%%

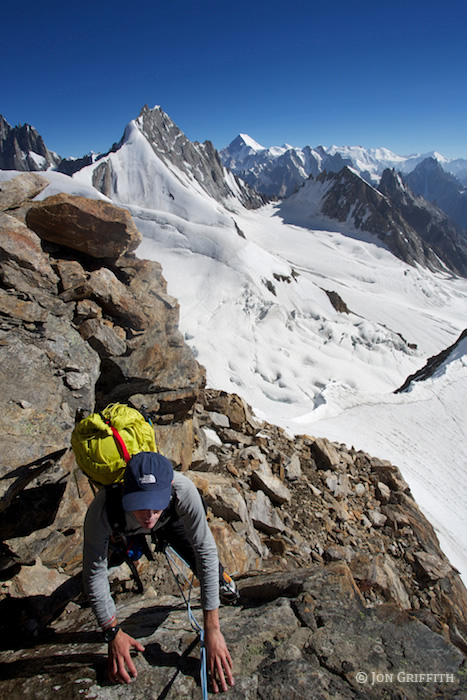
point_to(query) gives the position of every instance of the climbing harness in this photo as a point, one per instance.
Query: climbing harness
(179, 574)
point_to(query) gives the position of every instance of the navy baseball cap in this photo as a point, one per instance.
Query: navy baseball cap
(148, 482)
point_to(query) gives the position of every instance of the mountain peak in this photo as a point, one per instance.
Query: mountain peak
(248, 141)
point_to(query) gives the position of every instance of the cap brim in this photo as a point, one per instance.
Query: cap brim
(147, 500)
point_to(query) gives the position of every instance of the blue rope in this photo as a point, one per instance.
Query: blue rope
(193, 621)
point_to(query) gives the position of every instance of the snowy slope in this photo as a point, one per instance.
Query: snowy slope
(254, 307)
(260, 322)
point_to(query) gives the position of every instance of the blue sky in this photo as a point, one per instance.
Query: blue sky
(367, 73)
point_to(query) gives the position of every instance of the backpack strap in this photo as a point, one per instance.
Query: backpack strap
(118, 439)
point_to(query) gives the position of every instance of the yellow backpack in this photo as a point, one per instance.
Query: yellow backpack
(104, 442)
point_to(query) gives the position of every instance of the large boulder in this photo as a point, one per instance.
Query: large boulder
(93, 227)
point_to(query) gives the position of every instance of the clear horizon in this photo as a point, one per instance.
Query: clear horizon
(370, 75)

%%
%%

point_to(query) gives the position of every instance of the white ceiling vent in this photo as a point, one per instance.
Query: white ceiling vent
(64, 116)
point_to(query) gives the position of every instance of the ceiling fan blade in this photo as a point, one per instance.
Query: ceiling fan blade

%%

§ Work instructions
Pick from the records each line that contains the word "blade" and show it.

§ Reply
point_to(query) gives the position of every instance of the ceiling fan blade in this photo as a point, one per instance.
Query: ceiling fan blade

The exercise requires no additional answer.